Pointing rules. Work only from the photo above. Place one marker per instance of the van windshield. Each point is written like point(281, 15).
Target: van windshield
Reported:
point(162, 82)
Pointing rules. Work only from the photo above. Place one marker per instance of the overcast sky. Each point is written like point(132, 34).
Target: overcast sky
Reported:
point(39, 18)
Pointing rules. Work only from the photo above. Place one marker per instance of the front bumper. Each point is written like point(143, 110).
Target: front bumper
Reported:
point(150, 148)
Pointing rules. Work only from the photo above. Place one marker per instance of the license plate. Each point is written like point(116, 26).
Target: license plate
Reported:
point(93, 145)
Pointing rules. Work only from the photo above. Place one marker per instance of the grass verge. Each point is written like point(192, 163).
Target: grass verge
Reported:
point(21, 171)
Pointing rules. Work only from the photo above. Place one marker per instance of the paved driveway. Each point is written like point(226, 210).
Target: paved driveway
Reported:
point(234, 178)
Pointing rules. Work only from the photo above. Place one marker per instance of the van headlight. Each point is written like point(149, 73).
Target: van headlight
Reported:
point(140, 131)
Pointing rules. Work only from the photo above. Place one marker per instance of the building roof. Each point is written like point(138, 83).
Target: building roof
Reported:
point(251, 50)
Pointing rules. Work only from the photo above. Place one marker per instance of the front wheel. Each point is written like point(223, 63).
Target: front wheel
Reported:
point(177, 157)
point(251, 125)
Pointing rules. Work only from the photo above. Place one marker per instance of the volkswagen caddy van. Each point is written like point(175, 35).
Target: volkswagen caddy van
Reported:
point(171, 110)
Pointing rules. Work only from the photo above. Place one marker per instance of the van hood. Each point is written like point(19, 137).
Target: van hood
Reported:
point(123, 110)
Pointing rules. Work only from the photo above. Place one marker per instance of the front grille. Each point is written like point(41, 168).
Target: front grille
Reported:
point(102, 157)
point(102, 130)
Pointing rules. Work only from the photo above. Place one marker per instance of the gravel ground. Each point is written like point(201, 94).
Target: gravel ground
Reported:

Task requirements
Please print all of the material above again, reproducing every line without a single change.

Answer to the task
Pointing rules. Work only from the photo above. Place one marker per instance of the van windshield. Each point is written like point(281, 15).
Target: van windshield
Reported:
point(162, 82)
Pointing rules. Work only from the photo above. Place one marker per instance of the overcast sky. Each point is written like point(132, 34).
Target: overcast sky
Reported:
point(39, 18)
Pointing rules. Work only from the photo above. Place one marker per instance of the front bumper. Each point is written like point(143, 110).
Target: front bumper
Reported:
point(150, 148)
Pointing rules. Work only from the photo above. Place one marker per instance of the license plate. Each point is written like point(116, 26).
Target: license plate
Reported:
point(93, 145)
Pointing rules. Work only from the photo above. Place one marker per instance of the grass verge. Each point is written like point(192, 163).
Target: grass verge
Reported:
point(21, 171)
Pointing rules. Work only from the photo above. Place one marker per instance of the paved driveway. Each point is written like point(226, 210).
Target: paved driveway
Reported:
point(234, 178)
Pointing rules. Work only from the photo above. Place one marker per instance of the van headlight. Each point is written like point(149, 73).
Target: van headlight
Reported:
point(140, 131)
Pointing rules. Work only from the photo above. Place one marker per instance of the building roof. Each point is written like point(138, 83).
Target: building roof
Reported:
point(251, 50)
Pointing rules. Work only from the photo above. Place one marker per instance of the front wheel. Each point is written like point(223, 63).
Target: front wheel
Reported:
point(177, 157)
point(251, 125)
Pointing rules. Work only from the photo above. Place one marker per instance of the volkswagen caddy van. Each point is written like point(175, 35).
Target: volkswagen caddy van
Reported:
point(171, 110)
Pointing rules. Work only from the photo above. Place one marker per instance of the van hood. Each point is written like point(19, 137).
Target: van hood
Reported:
point(123, 110)
Pointing rules. Work only from the photo above. Place one marker per instance of the front grille. Each point is written like point(41, 168).
Target: front grille
Reported:
point(102, 157)
point(102, 130)
Pointing rules. Work only from the photo above. Place one marker per instance of the gravel ground. Each point is written like point(201, 94).
Target: gravel ground
Reported:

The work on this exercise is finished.